> **WORK TO COMPLETE**: Report every line in the entries below that contains the string "rough", treating case as significant.

*** THE DATA Section Begins ***

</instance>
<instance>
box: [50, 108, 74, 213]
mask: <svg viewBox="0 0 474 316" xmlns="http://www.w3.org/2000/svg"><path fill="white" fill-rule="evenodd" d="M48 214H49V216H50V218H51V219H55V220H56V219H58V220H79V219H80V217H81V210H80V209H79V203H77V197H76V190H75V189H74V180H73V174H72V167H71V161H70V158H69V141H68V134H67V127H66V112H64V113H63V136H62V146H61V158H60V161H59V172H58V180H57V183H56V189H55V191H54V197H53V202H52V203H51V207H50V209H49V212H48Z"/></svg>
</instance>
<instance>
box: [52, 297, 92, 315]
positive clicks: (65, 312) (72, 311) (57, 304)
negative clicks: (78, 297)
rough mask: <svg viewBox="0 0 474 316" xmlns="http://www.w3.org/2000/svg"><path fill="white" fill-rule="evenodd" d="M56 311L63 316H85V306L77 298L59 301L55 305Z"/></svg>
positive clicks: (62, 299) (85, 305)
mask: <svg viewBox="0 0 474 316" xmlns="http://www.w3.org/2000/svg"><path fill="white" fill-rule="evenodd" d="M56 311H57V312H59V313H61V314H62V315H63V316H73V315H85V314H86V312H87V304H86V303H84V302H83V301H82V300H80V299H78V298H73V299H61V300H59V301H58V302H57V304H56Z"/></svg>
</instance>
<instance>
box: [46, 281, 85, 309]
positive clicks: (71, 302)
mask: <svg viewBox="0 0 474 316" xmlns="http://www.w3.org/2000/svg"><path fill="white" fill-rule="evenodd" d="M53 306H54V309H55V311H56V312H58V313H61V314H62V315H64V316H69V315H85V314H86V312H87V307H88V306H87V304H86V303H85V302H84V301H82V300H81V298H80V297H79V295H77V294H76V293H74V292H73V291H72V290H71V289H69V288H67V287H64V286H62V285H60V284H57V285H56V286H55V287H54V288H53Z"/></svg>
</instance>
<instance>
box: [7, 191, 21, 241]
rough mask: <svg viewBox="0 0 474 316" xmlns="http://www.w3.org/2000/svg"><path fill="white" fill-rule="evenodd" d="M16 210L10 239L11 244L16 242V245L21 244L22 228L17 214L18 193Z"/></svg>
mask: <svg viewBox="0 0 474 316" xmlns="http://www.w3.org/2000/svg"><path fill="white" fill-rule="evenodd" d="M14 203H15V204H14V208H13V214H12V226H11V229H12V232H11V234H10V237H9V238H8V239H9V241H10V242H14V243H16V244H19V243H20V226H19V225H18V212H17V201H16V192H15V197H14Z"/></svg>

*** THE DATA Section Ends ***

> **OUTPUT FOR THIS EXERCISE**:
rough mask: <svg viewBox="0 0 474 316" xmlns="http://www.w3.org/2000/svg"><path fill="white" fill-rule="evenodd" d="M56 311L63 316H85V306L77 298L59 301L55 305Z"/></svg>
rough mask: <svg viewBox="0 0 474 316" xmlns="http://www.w3.org/2000/svg"><path fill="white" fill-rule="evenodd" d="M16 210L10 239L11 244L16 242V245L21 244L22 228L17 214L18 193Z"/></svg>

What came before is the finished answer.